** MATERIAL SUPPLIED **
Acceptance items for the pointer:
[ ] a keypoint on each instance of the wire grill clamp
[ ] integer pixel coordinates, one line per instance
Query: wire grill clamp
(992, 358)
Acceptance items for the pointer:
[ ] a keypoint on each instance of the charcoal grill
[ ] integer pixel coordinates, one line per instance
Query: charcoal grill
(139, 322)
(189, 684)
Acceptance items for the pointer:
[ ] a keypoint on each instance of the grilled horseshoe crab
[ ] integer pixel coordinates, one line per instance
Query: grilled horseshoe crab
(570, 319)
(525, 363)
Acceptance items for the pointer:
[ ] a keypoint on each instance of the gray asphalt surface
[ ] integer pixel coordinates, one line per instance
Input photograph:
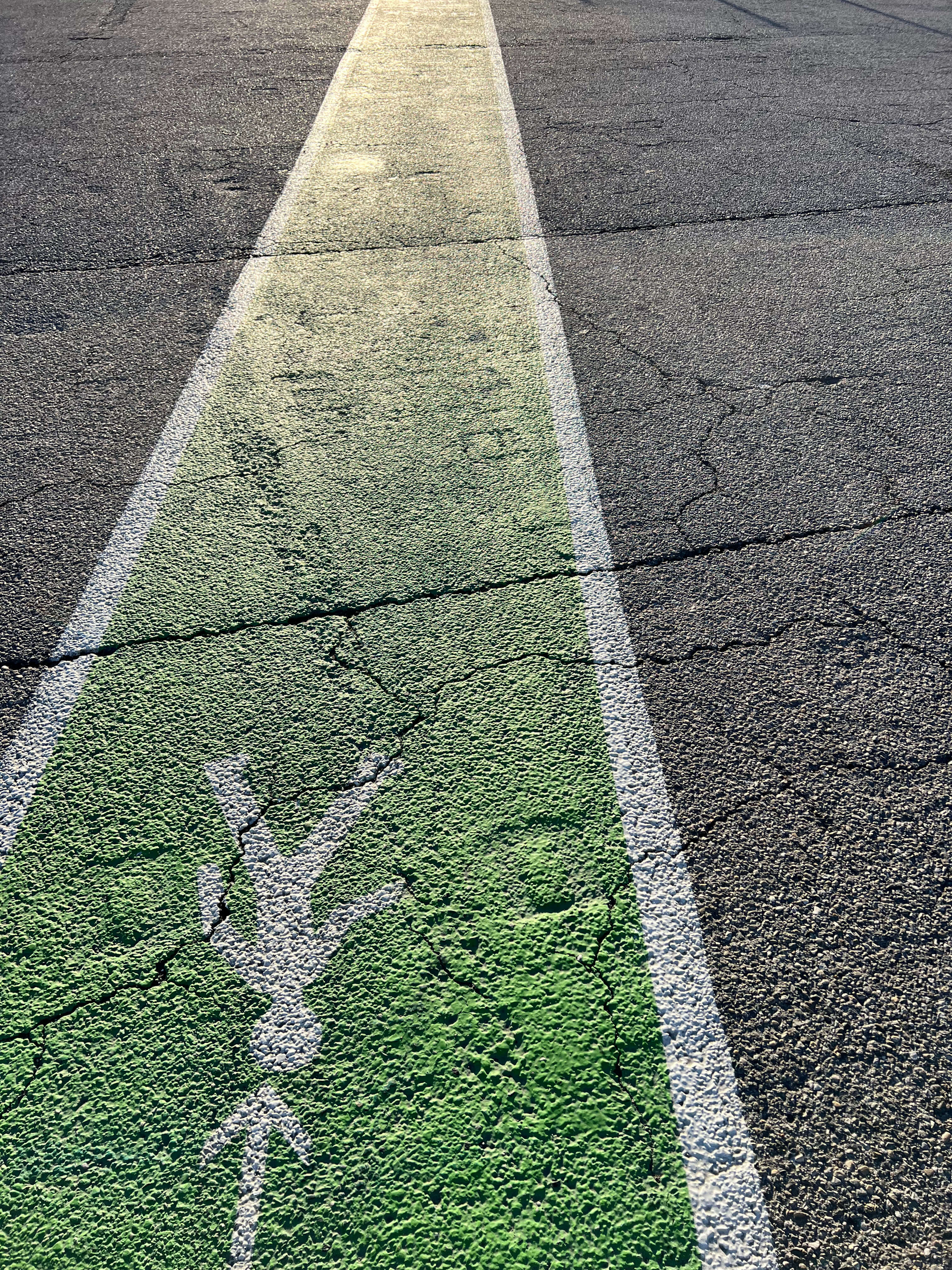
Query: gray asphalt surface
(748, 211)
(749, 223)
(141, 149)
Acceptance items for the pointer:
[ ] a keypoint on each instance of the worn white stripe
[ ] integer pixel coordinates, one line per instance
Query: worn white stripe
(30, 751)
(730, 1216)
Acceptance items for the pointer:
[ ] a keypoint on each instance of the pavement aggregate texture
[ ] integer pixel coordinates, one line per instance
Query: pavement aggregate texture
(748, 216)
(143, 149)
(360, 590)
(747, 211)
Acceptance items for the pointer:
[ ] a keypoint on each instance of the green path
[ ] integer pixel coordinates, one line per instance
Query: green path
(492, 1088)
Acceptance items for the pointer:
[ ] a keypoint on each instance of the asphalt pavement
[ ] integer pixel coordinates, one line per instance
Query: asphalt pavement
(748, 216)
(748, 213)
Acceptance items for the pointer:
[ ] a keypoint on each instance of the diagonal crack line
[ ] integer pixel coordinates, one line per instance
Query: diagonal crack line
(609, 1006)
(437, 956)
(38, 1058)
(9, 268)
(347, 611)
(161, 976)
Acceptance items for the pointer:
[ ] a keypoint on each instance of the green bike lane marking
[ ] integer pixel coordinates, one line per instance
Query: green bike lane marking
(372, 508)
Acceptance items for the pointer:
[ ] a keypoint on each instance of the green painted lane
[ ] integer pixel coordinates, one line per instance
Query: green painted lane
(371, 531)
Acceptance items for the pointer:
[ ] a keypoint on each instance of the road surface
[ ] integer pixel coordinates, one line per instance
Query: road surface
(380, 540)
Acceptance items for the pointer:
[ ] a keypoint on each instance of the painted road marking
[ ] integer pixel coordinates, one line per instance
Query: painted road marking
(254, 1119)
(371, 513)
(287, 954)
(730, 1215)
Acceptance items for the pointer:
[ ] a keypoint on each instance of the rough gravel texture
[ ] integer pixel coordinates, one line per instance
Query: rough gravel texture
(143, 148)
(749, 219)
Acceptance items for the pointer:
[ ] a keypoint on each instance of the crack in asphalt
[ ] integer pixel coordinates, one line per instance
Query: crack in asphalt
(356, 610)
(607, 1005)
(12, 270)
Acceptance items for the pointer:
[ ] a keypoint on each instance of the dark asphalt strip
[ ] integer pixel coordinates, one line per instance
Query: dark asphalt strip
(150, 133)
(756, 376)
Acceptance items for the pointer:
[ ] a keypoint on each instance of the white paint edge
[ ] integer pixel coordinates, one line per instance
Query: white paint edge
(730, 1217)
(28, 753)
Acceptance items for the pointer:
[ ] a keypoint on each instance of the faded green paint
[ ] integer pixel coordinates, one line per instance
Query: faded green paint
(492, 1089)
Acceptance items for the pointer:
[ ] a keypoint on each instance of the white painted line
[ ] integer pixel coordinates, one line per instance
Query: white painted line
(30, 751)
(730, 1216)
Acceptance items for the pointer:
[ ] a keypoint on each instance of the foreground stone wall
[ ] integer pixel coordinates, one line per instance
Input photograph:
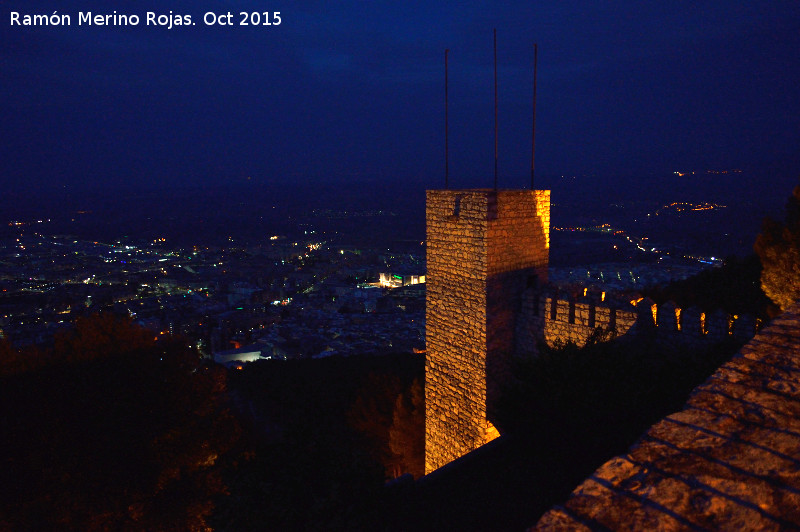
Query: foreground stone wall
(484, 247)
(729, 461)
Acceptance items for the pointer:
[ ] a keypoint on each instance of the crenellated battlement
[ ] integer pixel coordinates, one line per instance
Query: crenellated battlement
(556, 316)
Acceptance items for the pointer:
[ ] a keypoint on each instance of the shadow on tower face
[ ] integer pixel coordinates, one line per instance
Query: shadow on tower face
(485, 247)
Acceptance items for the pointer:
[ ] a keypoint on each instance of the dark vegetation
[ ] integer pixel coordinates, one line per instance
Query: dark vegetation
(778, 247)
(569, 411)
(329, 433)
(112, 429)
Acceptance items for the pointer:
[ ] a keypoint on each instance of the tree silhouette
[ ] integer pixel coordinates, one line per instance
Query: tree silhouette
(778, 247)
(114, 429)
(407, 433)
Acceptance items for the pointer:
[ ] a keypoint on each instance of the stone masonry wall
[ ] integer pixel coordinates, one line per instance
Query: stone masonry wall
(483, 248)
(554, 317)
(730, 460)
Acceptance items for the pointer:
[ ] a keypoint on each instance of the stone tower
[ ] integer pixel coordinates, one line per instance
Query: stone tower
(484, 247)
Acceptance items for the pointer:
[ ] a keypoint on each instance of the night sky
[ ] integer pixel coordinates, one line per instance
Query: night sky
(353, 92)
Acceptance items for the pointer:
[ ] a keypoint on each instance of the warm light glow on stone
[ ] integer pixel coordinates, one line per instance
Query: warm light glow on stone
(484, 248)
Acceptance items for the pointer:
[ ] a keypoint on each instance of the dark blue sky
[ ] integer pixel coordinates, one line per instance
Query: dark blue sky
(353, 91)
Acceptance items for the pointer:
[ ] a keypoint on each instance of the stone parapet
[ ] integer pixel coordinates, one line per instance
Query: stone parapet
(729, 461)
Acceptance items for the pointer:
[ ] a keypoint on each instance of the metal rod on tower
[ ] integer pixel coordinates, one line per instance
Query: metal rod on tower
(533, 138)
(495, 109)
(446, 126)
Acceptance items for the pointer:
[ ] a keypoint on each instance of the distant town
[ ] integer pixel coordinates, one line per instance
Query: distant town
(305, 293)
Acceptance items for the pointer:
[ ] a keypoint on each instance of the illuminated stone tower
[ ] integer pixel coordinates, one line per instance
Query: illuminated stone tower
(484, 247)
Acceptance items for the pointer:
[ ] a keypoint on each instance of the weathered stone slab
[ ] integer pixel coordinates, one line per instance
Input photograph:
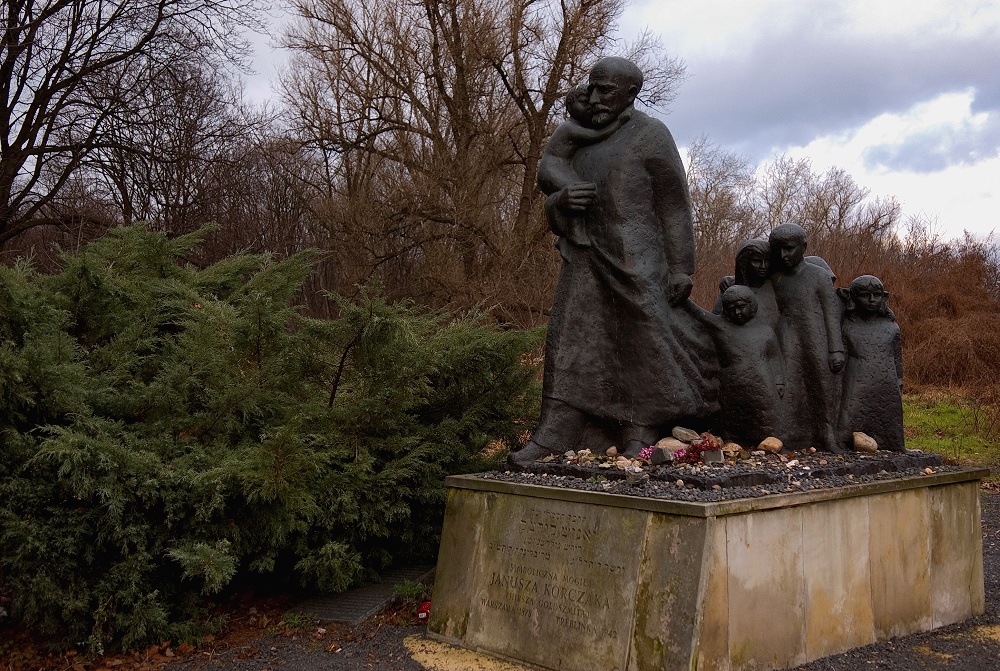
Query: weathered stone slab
(545, 570)
(956, 560)
(900, 562)
(766, 589)
(575, 580)
(836, 570)
(669, 590)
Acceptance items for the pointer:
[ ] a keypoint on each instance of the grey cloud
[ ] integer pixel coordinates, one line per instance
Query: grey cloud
(936, 149)
(793, 88)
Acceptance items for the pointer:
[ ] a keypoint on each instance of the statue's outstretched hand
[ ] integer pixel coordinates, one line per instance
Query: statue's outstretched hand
(678, 288)
(577, 197)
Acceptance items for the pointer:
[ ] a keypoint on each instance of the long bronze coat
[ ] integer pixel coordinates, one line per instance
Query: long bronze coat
(616, 349)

** WHAT YOU WILL DO **
Count the lines in the rows above that contain the string "silhouette", and reply with the number only.

** REPLY **
2